● **DIRECTIVE**
Gather every row below that contains the word "tire" and copy each of those rows in full. Treat uppercase and lowercase as different.
===== DATA ENTRIES =====
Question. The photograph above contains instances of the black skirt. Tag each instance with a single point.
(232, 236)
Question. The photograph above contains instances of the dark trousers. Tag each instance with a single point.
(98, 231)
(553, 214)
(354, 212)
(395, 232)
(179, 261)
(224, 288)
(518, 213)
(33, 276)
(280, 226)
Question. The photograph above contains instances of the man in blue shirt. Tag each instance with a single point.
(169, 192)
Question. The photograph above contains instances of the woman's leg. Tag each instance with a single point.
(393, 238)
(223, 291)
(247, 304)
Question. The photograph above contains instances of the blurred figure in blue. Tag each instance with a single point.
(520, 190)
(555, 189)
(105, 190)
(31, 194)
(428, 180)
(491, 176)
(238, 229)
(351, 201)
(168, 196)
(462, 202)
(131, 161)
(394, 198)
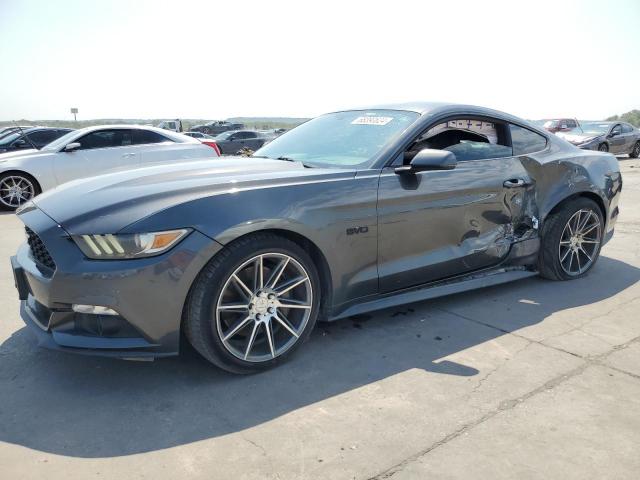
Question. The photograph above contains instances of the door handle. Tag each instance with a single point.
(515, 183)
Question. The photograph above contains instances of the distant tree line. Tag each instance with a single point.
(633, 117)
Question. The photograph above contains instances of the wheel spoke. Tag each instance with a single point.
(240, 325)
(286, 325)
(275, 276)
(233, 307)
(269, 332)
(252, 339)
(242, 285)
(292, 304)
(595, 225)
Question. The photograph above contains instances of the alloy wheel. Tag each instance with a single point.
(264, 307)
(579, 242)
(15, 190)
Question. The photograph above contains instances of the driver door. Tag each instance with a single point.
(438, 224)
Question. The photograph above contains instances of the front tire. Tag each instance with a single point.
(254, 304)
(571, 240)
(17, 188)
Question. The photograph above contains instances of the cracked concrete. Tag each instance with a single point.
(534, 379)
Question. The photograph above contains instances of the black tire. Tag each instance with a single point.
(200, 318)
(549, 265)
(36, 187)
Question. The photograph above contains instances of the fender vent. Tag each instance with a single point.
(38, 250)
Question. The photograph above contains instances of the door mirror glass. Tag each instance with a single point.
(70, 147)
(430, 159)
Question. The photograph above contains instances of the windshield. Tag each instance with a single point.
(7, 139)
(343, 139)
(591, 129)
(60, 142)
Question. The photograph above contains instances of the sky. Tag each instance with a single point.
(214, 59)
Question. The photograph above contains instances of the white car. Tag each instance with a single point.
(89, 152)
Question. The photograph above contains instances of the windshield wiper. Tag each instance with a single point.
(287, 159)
=====
===== DATA ENTRIES =====
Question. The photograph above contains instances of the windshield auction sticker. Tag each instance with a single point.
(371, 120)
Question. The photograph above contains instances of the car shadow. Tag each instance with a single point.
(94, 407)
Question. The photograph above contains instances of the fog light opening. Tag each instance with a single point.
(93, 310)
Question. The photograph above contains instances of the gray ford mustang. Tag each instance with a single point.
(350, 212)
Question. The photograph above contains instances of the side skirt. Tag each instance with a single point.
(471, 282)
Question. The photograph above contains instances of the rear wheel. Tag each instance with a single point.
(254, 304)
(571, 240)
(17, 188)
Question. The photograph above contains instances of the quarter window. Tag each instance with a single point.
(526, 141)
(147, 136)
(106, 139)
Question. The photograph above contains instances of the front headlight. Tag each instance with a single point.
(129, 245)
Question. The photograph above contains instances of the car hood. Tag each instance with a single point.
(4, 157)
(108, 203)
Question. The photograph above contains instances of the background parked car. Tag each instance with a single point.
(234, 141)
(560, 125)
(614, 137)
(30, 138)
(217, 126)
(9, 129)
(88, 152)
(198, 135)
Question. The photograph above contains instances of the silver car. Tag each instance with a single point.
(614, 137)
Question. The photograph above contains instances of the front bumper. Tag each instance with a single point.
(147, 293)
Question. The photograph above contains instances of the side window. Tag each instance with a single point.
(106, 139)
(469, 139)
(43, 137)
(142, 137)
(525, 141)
=====
● **RESPONSE TO THIS TASK**
Question. The photograph above contains instances of the front tire. Tag each instance with a single point.
Question. The photograph above contains instances of the black tire. Tag each instance with a single point.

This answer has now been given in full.